» Aufgabe 1: Suche alle Zeilen, in denen die Zeichenfolge „vacuum“ vorkommt, und gib jede davon unverändert wieder.

» Seitenauszug:
Von Beobachtungen und Urteilen

Folgende Szene:

In einem Möbelhaus flaniert ein Elternpaar durch die Ausstellung. Die mitgeführten Kinder tollen, hampeln und rennen durch die Gänge. Die Kinder erklimmen Teppichberge und aufgetürmte Serviettenstapel in Weihnachtsmotivdruck. Die Eltern meckern.
Ein Kind fängt, nachdem die Mutter darauf hingewiesen hat, dass man sich nicht in den ausgestellten Vorhängen einwickelt und daran schaukelt, an zu schreien. Wildes ungezügeltes kurzes Aufkreischen.
Die Mutter hockt sich vor das Kind, sieht es fest an und sagt etwas in strengem Ton. Das Kind blickt stoisch an der Mutter vorbei mit motzigem Gesicht und kreischt schrill. Etwas leiser sagt es: „Blöde Kack-Mama!“ und sprutzelt mit der Zunge und einem Pupsgeräusch der Mutter Spucketröpfchen ins Gesicht.

Hauptdarsteller dieser erbaulichen Szene waren das Sirenchen und ich.

Lustigerweise hätte ich früher eine klare Meinung zu dieser Situation gehabt. Nämlich: Die hat ihr Kind nicht im Griff.

Heute denke ich: Schließe nicht von einer Situation auf das große Ganze.

In dem Moment dachte ich aber auch: „Jetzt denken alle anderen, ich hätte mein Kind nicht im Griff. Kann ich jetzt eigentlich irgendwas richtig machen, ohne das externe Beobachter ein negatives Urteil fällen?“

Bevor ich schildere, wie ich reagierte und warum, stelle ich die Frage: Wie kam es zu solch einer „Entgleisung?“

Die Kinder waren nicht im Kindergarten, weil sie einen ziemlich nervigen Husten haben (Ich übrigens jetzt auch). Allerdings waren sie zu Hause ziemlich fit und wild. Am frühen nachmittag beschlossen wir das Haus mal zu verlassen. Vernünftig wäre ein Spaziergang an der frischen Luft gewesen. Aber manchmal kann ICH die frische Luft und das Draussen in unmittelbarem Umfeld nicht mehr ertragen. Das sehe ich täglich. Es laaaangweilt mich manchmal. Zudem planen wir schon länger das Garderoben-Provisorium im Flur zu optimieren. Der Mann war auch zugegen und hatte Zeit. ICH wollte zum Möbelschweden. Die Kinder mögen es dort auch. Also, Kompromiss, alle mal einen Szenenwechsel und für Mama Inspiration.

Die Kinder freuten sich und waren außer Rand und Band. Kann man nicht anders sagen. Im Smaland wollte jedoch keiner von ihnen bleiben. Das konnten wir ihnen noch nie schmackhaft machen. Die Kinder lieben es durch die Beispielwohnungen zu gehen und das Sirenchen liebt in der Kinderabteilung tatsächlich die kleinen Mädchenzimmer. Dort kehrt sie besinnlich ein und nimmt an jedem kleinen Schreibtischlein andächtig Platz, während das Knöpfchen rutscht und der Sohn das Holzeisenbahnangebot studiert.

» Aufgabe 2: Schreibe aus dem Auszug über den Möbelhausbesuch den Abschnitt von „Von Beobachtungen und“ bis „Spucketröpfchen ins Gesicht.“ wortgetreu nieder.

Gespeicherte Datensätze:
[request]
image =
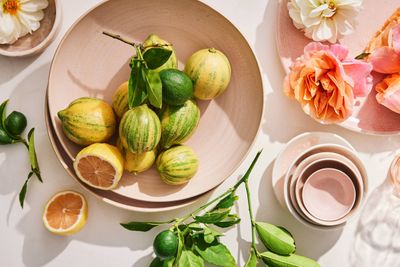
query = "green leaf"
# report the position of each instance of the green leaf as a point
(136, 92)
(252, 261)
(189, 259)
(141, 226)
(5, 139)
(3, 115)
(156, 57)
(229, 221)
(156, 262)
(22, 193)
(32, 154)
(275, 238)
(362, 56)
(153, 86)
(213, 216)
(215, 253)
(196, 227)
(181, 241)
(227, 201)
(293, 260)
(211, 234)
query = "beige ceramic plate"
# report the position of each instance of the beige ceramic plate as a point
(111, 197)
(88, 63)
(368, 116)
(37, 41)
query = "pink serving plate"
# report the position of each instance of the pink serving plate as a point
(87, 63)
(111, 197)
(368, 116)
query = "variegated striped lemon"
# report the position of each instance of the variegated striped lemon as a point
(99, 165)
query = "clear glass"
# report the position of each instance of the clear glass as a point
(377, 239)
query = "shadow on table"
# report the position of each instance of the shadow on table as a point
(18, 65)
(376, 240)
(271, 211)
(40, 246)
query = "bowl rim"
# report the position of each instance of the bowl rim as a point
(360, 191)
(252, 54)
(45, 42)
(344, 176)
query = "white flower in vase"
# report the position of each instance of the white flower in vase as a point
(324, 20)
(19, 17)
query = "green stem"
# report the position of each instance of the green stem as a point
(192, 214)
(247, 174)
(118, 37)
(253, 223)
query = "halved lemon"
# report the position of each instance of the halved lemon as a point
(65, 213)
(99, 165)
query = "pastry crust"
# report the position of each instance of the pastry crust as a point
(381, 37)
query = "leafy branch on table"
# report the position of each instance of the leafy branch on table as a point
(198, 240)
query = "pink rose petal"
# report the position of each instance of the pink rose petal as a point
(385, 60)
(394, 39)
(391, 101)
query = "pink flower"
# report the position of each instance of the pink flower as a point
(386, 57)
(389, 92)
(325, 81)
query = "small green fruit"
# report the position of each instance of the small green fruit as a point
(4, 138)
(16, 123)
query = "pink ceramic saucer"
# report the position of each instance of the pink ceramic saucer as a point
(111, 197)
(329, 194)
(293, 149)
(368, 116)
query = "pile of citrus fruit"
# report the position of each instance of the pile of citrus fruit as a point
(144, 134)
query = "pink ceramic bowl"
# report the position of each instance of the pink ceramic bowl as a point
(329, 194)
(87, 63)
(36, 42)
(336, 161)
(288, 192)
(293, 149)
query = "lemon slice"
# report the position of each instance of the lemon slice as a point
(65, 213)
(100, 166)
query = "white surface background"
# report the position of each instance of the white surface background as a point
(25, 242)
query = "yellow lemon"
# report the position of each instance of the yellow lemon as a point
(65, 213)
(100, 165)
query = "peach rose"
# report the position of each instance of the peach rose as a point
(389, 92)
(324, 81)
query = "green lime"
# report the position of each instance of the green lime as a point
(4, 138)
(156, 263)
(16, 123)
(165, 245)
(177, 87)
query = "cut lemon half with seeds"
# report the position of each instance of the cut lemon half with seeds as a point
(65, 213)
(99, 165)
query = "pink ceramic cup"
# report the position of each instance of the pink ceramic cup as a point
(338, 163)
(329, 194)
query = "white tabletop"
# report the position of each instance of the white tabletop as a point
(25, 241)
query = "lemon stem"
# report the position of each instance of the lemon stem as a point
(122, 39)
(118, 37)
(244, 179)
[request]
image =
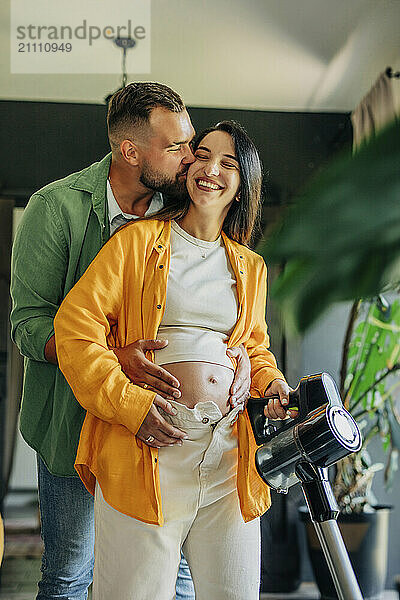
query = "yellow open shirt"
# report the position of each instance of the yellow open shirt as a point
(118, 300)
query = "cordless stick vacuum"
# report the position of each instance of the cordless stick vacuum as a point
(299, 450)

» Antwort 1:
query = "cordless stick vacuum"
# report the position of each instance of the cordless stick vacuum as a point

» Antwort 2:
Von Beobachtungen und Urteilen

Folgende Szene:

In einem Möbelhaus flaniert ein Elternpaar durch die Ausstellung. Die mitgeführten Kinder tollen, hampeln und rennen durch die Gänge. Die Kinder erklimmen Teppichberge und aufgetürmte Serviettenstapel in Weihnachtsmotivdruck. Die Eltern meckern.
Ein Kind fängt, nachdem die Mutter darauf hingewiesen hat, dass man sich nicht in den ausgestellten Vorhängen einwickelt und daran schaukelt, an zu schreien. Wildes ungezügeltes kurzes Aufkreischen.
Die Mutter hockt sich vor das Kind, sieht es fest an und sagt etwas in strengem Ton. Das Kind blickt stoisch an der Mutter vorbei mit motzigem Gesicht und kreischt schrill. Etwas leiser sagt es: „Blöde Kack-Mama!“ und sprutzelt mit der Zunge und einem Pupsgeräusch der Mutter Spucketröpfchen ins Gesicht.